Collected data entries:
= = =
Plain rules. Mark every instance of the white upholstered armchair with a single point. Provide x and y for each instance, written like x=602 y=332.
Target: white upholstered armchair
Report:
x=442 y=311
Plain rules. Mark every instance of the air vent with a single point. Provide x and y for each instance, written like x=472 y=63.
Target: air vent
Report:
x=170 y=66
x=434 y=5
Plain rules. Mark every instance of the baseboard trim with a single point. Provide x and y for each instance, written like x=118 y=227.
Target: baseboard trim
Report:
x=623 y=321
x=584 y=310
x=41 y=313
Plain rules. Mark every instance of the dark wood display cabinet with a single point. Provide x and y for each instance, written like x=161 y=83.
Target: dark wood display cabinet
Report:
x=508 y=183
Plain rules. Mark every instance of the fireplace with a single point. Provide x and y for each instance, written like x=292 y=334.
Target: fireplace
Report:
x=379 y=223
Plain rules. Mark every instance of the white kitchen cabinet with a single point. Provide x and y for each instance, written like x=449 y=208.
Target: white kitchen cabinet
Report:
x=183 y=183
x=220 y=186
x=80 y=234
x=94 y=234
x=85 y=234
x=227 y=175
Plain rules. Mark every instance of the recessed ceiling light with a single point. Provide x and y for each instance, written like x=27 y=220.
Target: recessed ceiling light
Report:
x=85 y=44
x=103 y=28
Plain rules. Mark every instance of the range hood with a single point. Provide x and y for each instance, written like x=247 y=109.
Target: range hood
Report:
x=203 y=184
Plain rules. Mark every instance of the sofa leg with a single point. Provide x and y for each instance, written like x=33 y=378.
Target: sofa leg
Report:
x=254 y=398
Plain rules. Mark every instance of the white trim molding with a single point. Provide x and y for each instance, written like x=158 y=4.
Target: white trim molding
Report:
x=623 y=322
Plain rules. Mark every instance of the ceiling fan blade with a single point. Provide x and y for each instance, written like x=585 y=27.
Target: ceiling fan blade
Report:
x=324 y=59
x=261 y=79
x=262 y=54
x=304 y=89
= = =
#### Objective:
Rewrite the records from the line that has "Plain rules. Mark every instance of the fireplace" through the line that has "x=227 y=175", both lines included, adding 13 to every x and y value in the answer coordinates. Keep the coordinates after "written like" unchanged.

#### Worked solution:
Plain rules. Mark every instance of the fireplace with a single point. Provide x and y for each instance, written like x=292 y=334.
Target: fireplace
Report:
x=392 y=236
Plain rules. Mark every instance of the white kitchen cabinet with a single point. Provide x and y for each instance, written like x=449 y=208.
Target: white kitchen cabinet
Report:
x=196 y=196
x=233 y=199
x=93 y=247
x=107 y=247
x=98 y=247
x=240 y=188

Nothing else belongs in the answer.